(Gegenwind 315, Dezember 2014)
Eine neue Höchstspannungstrasse an der Westküste soll einen wesentlichen Bestandteil einer konfusen und fragwürdigen Energiewendepolitik bilden. Die erste rot-grüne Bundesregierung hatte die Energiewendepolitik zu einem ihrer Schwerpunkte gemacht, neben diverser Finanzmarkt-Deregulierungen, der Agenda 2010, Steuersenkungen für Unternehmen und Besserverdienende und den sogenannten „Rentenreformen”. Die massive Förderung der erneuerbaren Energien war ohne Konzept erfolgt, ohne Trassenplanung, ohne Speicherung, ohne Berücksichtigung der Auswirkungen auf den Kraftwerkspark und ohne Berücksichtigung sozialer Folgen.
Man kann zu dem Schluss kommen, dass Entscheidungen wie diese in einem kapitalistischen System, die systembedingt jeweils wieder neue und oft schwerwiegendere Probleme auslösen, durchaus typisch sind. Zu Systemänderungen waren die verantwortlichen Akteure trotz früherer Propaganda jedoch nicht bereit oder in der Lage. Die einschlägigen Verbände waren im naiven Glauben an eine neue, bessere Politik erstarrt. Dialektisches Denken, Denken und Handeln über die spezifischen Verbandsinteressen hinaus ist vielen Akteuren bis heute fremd. Mit den im Spätsommer 2004 beginnenden neuen Montagsdemonstrationen gegen die Agenda 2010 keimte Hoffnung auf, die neoliberale rotgrüne Politik zu entlarven, Alternativen ins Bewusstsein zu rücken und zumindest wesentliche Korrekturen zu erzwingen. Doch wieder einmal siegte das kleinbürgerliche Denken.
====
■ **ZU BEARBEITENDE AUFGABEN**:
1 - Wann begannen laut dem Beitrag zur Energiewendepolitik die neuen Montagsdemonstrationen gegen die Agenda 2010?
2 - Stimmen diese Aussagen mit dem Beitrag zur Energiewendepolitik überein? Antworte jeweils mit Ja oder Nein und zitiere die entscheidende Stelle.
(a) Die erneuerbaren Energien wurden ohne Trassenplanung gefördert.
(b) Die verantwortlichen Akteure waren zu Systemänderungen bereit.
(c) Zu den Schwerpunkten der ersten rot-grünen Bundesregierung gehörten Steuersenkungen für Unternehmen.
3 - Führe den Beitrag zur Energiewendepolitik im Anschluss an seinen letzten Satz fort.
Die Einträge braucht man hier nicht.

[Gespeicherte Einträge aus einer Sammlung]
====
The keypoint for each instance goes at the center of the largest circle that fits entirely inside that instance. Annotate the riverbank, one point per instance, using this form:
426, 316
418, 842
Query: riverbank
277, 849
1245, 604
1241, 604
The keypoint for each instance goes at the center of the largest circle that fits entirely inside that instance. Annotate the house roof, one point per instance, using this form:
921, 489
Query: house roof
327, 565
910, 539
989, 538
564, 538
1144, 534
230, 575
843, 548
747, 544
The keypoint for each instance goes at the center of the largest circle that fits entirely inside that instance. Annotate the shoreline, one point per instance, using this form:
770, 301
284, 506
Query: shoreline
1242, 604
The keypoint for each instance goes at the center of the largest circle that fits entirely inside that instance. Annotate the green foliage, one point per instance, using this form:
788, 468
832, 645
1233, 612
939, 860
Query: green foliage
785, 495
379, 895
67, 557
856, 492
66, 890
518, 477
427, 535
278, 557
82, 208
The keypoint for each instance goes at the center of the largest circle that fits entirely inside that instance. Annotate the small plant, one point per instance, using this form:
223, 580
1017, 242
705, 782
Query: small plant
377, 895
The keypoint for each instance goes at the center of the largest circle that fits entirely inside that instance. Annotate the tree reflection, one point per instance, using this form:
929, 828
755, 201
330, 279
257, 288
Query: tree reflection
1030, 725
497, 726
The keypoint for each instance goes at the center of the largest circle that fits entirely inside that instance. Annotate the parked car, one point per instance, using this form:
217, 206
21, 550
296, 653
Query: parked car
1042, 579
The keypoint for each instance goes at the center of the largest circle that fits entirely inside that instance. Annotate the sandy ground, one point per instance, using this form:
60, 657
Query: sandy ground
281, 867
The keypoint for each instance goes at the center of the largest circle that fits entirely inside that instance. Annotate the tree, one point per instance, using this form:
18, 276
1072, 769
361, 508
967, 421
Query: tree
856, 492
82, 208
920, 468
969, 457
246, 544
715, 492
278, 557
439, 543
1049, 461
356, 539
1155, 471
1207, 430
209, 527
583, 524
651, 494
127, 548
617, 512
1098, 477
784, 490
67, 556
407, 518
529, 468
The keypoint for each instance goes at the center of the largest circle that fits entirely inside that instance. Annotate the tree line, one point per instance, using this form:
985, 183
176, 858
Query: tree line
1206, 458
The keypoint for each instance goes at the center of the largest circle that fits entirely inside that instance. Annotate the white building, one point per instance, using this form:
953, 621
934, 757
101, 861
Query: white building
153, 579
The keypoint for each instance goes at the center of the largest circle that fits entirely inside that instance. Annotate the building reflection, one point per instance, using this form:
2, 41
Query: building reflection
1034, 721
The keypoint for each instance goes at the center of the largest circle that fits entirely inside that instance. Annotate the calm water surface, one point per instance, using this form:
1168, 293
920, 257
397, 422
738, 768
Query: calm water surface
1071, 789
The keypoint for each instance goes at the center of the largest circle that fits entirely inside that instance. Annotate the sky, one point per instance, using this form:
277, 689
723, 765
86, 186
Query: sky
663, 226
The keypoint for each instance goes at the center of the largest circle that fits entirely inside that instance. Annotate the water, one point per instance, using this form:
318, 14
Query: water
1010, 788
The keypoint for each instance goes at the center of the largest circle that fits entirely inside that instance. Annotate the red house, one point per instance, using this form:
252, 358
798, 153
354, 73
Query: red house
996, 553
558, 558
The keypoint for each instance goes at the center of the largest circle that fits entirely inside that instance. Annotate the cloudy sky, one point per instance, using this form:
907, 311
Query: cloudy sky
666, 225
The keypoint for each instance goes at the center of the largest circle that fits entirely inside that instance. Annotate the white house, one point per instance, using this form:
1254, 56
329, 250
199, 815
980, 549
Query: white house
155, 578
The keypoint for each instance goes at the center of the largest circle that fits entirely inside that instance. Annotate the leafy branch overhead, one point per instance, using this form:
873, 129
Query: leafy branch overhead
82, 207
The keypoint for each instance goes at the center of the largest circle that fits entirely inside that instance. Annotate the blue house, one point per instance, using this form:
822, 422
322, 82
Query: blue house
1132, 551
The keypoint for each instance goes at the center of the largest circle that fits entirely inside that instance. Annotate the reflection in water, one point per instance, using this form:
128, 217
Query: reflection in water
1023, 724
====
■ **LÖSUNGEN**:
1 - Im Spätsommer 2004.

2 -
(a) Ja: „Die massive Förderung der erneuerbaren Energien war ohne Konzept erfolgt, ohne Trassenplanung“
(b) Nein: „Zu Systemänderungen waren die verantwortlichen Akteure trotz früherer Propaganda jedoch nicht bereit oder in der Lage.“
(c) Ja: „Steuersenkungen für Unternehmen und Besserverdienende“

3 -
Abstände zu Wohngebäuden im Geltungsbereich von Bebauungsplänen (innerhalb von Ortschaften): 400 m,
Abstände zu Wohngebäuden im Außenbereich: 200 m
Abstandsempfehlungen Windenergie (Bandbreiten, die sich aus unterschiedlichen Empfehlungen der Bundesländer ergeben)
Für einige Kriterienbereiche werden von den Bundesländern keine Abstände angegeben oder es wird auf Einzelfallprüfungen hingewiesen.
Die Länderarbeitsgemeinschaft der Vogelschutzwarten nennt folgende erforderliche Abstände für Schutzgebiete mit Bedeutung für den Vogelschutz einschließlich größerer Gewässer: 10-fache Anlagenhöhe, mind. jedoch 1200 m; Schlafplätze für Großvögel 3000 m (6000 m Prüfbereich)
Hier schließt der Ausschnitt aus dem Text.